[AIM]
Identify every line in the entries below that contains the word "dress", and copy each of those lines.

══ MATERIAL FOR THIS EXERCISE ══

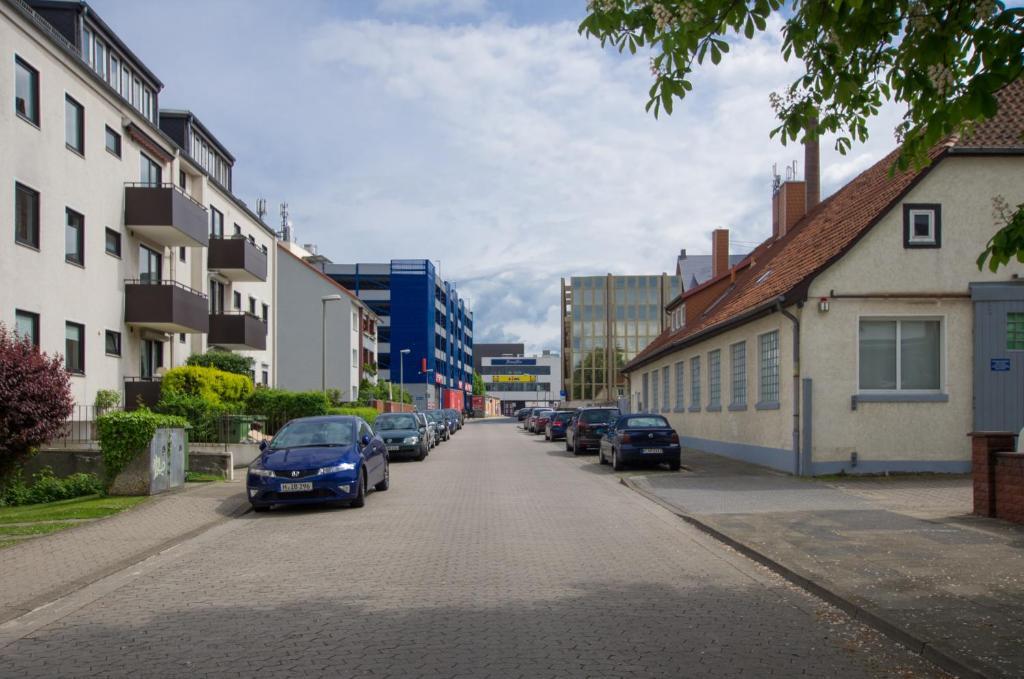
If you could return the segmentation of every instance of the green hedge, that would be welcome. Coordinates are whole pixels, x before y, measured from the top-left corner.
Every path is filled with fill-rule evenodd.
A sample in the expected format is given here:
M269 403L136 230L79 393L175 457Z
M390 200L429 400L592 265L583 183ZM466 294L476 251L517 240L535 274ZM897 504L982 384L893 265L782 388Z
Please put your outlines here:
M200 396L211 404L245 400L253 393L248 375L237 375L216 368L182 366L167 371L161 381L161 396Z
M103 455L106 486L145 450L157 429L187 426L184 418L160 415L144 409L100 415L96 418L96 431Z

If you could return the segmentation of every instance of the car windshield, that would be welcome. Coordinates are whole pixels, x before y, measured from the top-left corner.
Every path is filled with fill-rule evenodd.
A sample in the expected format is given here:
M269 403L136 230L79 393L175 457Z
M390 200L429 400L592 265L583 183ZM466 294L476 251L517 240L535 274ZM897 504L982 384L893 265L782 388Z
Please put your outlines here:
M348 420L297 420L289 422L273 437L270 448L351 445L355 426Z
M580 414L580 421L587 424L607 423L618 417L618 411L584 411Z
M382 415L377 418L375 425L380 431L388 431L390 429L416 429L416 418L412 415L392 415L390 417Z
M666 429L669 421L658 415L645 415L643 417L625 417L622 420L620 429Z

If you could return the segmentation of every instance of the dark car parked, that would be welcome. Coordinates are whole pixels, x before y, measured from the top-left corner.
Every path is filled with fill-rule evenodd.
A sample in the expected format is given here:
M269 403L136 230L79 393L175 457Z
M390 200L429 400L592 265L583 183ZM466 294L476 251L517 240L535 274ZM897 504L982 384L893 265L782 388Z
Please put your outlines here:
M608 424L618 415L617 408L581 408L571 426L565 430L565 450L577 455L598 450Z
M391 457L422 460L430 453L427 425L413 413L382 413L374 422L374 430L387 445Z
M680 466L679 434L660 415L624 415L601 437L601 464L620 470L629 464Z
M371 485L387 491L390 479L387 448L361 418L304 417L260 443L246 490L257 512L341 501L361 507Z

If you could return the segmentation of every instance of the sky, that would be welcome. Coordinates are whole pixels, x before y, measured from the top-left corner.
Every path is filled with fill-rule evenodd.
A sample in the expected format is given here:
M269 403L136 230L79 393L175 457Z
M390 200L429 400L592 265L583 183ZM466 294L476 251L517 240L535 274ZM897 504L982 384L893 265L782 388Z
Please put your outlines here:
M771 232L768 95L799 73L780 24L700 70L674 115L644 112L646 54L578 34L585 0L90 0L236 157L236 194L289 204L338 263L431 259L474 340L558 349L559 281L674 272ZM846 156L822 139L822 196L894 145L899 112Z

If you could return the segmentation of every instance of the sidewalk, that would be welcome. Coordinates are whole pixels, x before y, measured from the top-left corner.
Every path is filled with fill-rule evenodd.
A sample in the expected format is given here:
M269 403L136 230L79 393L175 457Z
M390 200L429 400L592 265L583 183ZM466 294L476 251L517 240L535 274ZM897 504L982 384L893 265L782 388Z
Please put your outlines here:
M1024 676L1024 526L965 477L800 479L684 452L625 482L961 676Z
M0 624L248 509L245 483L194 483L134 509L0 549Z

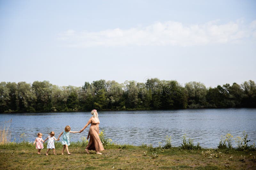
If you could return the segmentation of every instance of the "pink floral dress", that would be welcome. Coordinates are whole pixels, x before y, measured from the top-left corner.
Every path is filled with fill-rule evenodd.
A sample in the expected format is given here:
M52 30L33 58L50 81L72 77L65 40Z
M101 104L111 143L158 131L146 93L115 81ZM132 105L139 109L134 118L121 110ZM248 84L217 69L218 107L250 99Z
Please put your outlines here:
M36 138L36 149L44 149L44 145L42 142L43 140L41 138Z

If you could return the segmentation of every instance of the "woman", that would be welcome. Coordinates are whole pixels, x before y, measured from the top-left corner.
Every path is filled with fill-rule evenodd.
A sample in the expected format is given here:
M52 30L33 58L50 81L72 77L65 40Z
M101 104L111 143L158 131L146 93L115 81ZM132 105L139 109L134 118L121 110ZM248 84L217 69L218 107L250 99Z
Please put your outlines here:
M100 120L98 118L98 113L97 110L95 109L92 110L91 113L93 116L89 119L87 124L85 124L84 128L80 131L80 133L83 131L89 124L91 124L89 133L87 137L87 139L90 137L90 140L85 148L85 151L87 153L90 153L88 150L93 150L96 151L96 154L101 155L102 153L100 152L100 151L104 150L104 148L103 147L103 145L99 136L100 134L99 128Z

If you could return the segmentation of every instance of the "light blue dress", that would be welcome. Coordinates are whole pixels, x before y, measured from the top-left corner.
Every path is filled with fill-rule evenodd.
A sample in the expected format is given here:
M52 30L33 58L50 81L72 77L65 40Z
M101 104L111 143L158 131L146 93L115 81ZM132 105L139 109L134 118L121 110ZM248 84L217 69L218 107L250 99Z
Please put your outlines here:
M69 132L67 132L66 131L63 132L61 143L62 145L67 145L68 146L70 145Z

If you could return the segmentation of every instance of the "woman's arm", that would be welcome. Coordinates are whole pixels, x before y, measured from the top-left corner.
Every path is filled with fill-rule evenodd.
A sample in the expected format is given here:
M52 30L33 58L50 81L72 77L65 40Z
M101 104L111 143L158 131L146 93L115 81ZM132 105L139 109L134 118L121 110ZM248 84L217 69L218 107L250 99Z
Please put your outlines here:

═══
══ MATERIAL FOR THIS EXERCISE ══

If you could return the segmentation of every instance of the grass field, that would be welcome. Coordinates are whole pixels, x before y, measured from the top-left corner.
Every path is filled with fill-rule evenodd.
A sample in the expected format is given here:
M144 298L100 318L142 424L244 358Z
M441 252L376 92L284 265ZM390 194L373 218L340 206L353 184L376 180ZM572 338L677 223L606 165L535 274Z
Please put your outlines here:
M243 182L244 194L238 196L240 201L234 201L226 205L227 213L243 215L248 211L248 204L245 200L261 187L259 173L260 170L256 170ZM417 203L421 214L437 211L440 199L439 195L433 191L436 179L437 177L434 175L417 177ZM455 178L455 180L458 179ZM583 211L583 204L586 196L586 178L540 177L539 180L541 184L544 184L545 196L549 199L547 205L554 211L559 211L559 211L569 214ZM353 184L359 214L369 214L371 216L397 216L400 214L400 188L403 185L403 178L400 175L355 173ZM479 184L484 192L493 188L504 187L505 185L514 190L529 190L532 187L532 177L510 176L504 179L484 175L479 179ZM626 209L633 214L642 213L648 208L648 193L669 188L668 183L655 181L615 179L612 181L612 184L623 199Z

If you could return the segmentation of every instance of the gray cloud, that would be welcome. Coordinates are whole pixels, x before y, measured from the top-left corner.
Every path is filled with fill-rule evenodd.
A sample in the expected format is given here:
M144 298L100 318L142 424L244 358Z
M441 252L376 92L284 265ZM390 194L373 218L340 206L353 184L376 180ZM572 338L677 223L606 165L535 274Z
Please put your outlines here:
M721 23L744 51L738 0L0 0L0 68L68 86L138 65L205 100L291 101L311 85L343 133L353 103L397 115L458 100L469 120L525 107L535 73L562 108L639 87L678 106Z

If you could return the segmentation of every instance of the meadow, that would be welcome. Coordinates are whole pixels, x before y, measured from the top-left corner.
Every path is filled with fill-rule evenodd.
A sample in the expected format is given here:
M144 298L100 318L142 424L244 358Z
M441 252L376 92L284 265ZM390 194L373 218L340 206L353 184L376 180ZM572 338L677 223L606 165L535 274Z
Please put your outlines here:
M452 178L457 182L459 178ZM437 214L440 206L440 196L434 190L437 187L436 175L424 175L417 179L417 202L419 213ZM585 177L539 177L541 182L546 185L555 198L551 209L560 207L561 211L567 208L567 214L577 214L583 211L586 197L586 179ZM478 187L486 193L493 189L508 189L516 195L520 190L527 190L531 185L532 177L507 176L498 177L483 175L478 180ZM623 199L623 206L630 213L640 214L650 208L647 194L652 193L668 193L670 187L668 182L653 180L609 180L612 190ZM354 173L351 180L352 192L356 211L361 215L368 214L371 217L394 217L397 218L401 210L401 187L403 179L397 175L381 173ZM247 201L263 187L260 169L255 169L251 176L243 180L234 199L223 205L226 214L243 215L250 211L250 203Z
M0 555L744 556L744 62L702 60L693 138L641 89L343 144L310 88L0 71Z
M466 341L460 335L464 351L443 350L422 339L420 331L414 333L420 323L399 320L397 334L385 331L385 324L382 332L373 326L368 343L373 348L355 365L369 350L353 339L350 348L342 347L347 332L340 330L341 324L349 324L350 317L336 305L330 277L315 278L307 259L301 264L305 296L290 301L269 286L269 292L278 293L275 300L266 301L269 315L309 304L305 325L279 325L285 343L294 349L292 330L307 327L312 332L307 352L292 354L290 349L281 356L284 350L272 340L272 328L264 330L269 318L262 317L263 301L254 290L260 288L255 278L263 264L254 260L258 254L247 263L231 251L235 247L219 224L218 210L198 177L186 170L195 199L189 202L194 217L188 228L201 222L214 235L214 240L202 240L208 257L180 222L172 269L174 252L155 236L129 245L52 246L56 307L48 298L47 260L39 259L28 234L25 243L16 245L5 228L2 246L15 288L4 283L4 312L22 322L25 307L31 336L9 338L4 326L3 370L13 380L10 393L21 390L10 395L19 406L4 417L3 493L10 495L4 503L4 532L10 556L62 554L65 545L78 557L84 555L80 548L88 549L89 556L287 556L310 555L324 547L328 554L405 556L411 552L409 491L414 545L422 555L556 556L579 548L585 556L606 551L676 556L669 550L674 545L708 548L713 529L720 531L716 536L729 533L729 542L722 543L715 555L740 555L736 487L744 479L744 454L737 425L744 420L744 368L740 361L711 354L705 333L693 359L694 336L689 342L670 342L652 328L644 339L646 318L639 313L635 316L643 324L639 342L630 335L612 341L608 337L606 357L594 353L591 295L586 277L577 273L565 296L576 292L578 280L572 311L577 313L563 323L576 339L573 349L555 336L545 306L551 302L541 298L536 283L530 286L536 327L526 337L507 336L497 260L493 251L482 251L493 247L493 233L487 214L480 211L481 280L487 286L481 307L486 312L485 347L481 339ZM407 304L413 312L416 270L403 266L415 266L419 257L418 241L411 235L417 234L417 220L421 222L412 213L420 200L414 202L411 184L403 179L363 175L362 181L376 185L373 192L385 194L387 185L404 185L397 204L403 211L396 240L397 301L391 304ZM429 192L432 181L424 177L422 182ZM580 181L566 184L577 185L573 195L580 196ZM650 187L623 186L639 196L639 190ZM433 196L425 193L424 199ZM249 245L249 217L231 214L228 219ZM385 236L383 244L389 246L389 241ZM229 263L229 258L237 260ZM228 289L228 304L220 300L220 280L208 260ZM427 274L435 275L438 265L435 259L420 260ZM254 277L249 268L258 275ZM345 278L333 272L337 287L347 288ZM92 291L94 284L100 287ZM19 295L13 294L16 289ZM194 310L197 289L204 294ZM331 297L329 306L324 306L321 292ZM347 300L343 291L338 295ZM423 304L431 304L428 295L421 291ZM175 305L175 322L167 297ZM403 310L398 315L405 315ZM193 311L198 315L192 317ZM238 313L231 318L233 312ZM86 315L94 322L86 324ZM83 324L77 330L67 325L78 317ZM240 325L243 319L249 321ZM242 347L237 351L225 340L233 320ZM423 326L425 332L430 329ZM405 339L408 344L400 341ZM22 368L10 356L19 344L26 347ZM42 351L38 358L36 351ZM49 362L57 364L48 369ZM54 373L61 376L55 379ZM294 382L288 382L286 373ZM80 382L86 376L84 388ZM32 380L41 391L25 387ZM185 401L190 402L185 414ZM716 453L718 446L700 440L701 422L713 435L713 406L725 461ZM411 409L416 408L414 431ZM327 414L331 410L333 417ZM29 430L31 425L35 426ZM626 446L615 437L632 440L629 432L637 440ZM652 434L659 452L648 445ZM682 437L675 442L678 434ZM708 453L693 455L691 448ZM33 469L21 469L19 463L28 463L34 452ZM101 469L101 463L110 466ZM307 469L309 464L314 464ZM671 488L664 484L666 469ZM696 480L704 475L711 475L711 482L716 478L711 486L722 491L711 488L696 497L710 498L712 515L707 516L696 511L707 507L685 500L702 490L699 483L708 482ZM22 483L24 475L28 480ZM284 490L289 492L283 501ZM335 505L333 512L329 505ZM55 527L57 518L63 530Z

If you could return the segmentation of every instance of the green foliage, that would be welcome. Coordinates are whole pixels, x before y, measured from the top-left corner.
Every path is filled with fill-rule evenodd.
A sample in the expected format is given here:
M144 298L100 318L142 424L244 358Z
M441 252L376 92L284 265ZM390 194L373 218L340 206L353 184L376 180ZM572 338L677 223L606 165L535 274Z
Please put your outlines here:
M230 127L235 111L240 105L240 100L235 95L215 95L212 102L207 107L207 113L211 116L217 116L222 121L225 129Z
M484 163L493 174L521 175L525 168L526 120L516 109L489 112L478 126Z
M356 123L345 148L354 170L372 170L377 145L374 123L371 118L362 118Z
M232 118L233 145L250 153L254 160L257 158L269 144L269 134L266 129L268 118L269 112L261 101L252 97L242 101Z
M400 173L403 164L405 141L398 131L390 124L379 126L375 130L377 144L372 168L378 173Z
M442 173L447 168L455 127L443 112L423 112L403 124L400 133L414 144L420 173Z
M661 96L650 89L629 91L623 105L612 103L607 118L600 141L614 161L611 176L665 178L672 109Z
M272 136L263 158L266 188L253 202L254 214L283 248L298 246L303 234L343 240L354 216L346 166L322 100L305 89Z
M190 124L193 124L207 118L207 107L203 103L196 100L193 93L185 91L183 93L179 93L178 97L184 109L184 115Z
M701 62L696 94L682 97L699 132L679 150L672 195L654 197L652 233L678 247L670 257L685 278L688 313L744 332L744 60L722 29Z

═══
══ MATERIAL FOR THIS EXERCISE ══

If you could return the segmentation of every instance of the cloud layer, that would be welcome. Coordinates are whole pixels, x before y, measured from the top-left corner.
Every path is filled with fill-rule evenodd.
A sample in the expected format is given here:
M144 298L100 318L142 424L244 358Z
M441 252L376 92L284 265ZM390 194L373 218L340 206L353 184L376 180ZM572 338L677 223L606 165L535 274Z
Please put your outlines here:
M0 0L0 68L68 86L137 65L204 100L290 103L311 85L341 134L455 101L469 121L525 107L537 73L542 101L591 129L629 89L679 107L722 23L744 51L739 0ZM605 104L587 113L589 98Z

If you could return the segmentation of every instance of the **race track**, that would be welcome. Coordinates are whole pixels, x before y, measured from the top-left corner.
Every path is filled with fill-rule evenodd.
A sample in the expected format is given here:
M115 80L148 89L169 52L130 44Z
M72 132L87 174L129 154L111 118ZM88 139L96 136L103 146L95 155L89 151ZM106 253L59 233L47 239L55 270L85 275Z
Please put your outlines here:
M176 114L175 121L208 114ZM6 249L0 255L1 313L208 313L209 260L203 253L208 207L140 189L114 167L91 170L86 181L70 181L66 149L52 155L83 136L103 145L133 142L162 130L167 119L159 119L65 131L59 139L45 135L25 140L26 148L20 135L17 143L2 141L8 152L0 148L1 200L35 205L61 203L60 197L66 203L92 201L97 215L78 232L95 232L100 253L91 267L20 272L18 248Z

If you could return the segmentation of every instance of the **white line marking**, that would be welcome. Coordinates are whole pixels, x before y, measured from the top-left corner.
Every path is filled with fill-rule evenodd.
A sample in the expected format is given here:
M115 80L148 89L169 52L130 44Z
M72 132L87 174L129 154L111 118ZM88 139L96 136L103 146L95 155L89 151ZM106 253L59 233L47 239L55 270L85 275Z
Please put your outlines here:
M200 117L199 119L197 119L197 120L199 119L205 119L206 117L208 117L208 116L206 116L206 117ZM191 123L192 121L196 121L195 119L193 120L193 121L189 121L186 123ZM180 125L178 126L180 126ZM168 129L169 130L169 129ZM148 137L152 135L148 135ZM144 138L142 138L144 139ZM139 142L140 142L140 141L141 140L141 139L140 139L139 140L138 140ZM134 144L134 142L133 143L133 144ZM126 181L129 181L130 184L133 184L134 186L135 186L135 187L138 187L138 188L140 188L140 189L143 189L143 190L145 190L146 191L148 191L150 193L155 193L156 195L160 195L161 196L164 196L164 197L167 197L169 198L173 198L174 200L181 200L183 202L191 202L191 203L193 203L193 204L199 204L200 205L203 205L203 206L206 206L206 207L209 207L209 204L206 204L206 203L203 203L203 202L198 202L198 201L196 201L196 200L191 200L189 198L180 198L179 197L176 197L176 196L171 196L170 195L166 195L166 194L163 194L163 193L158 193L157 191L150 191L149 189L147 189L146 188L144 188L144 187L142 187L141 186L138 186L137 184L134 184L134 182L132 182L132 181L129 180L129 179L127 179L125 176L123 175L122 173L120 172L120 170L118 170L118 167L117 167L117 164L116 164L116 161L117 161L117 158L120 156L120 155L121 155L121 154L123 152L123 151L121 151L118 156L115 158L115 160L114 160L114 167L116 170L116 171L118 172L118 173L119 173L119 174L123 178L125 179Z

═══

[COMPLETED TASK]
If you could return the segmentation of every instance of the "pink floral dress", that would be welcome. Coordinates are whole pixels, x before y, measured from the top-left corner.
If you could return the segmentation of every instance of the "light blue dress", that would be welcome. Coordinates are whole pixels, x before y, measured from the top-left corner.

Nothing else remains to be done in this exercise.